Search the records for the word "pole". Copy every line where it appears.

*** DATASET EXTRACT Section Begins ***

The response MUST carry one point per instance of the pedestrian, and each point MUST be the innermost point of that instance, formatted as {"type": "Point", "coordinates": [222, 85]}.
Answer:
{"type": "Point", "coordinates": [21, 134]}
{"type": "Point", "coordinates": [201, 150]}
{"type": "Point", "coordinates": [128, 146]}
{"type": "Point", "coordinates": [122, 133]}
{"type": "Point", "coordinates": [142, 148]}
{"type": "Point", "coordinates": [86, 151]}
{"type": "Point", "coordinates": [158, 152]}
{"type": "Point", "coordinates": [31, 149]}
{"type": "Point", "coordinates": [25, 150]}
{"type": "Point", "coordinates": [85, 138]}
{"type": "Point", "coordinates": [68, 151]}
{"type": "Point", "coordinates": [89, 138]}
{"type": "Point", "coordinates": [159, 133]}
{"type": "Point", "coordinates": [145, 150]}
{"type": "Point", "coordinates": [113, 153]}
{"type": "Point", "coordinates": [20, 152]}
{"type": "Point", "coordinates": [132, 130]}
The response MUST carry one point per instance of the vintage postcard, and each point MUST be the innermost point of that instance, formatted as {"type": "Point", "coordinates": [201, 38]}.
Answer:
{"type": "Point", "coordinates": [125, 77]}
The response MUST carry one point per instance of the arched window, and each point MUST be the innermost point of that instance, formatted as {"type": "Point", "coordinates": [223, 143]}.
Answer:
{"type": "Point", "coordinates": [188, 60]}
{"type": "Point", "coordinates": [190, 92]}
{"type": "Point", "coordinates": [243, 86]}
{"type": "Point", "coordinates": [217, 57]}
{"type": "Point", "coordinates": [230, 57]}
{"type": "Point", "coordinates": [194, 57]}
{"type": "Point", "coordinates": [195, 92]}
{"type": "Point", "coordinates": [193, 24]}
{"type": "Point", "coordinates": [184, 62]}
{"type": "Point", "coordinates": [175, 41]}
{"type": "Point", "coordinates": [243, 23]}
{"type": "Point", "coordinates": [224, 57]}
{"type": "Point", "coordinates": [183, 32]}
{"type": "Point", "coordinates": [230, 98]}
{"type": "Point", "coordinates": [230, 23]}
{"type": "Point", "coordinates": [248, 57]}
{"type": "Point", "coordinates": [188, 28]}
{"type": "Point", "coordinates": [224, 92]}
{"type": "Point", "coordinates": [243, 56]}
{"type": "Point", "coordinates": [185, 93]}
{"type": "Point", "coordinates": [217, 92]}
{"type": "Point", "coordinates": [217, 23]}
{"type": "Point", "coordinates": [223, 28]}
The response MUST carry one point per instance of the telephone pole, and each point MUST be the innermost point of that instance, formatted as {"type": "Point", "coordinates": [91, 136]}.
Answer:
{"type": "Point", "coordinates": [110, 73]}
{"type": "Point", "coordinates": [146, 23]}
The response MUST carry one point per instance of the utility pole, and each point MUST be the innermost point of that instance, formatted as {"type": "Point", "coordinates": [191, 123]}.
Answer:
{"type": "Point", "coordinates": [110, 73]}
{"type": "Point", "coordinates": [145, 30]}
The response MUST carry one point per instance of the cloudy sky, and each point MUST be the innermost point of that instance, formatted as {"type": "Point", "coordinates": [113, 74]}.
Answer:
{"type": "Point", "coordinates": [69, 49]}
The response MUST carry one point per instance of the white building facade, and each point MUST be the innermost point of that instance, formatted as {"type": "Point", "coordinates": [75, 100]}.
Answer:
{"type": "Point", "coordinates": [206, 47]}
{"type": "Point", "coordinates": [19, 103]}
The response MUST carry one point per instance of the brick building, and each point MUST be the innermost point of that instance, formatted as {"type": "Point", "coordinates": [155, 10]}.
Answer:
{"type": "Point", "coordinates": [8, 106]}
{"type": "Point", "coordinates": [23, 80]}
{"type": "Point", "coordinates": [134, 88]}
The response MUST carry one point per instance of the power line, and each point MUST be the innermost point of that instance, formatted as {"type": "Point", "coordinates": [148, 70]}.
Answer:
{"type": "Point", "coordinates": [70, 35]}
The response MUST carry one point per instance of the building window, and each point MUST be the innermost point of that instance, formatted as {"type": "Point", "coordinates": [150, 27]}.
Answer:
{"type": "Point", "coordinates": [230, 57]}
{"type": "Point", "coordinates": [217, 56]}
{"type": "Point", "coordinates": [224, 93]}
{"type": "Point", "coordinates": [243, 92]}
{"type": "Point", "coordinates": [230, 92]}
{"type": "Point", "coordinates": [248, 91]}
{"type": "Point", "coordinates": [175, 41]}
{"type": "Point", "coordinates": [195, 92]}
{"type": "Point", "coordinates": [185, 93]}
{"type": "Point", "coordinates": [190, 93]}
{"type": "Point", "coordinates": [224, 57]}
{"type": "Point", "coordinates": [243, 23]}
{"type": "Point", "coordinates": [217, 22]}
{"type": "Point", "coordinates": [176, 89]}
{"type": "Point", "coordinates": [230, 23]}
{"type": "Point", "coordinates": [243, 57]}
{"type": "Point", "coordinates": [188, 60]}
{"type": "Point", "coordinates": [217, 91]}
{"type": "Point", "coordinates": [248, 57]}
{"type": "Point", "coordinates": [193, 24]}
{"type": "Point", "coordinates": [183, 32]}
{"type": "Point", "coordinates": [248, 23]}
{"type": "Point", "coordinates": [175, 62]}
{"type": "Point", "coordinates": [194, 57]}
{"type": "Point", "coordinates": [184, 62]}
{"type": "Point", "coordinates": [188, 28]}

*** DATASET EXTRACT Section Ends ***

• TASK RESPONSE:
The response MUST carry one point per instance of the telephone pole, and each point MUST be the innermost point of that instance, formatted as {"type": "Point", "coordinates": [91, 136]}.
The response MUST carry one point per instance of the utility pole, and each point MUST be the innermost point of that instance, formatted as {"type": "Point", "coordinates": [191, 123]}.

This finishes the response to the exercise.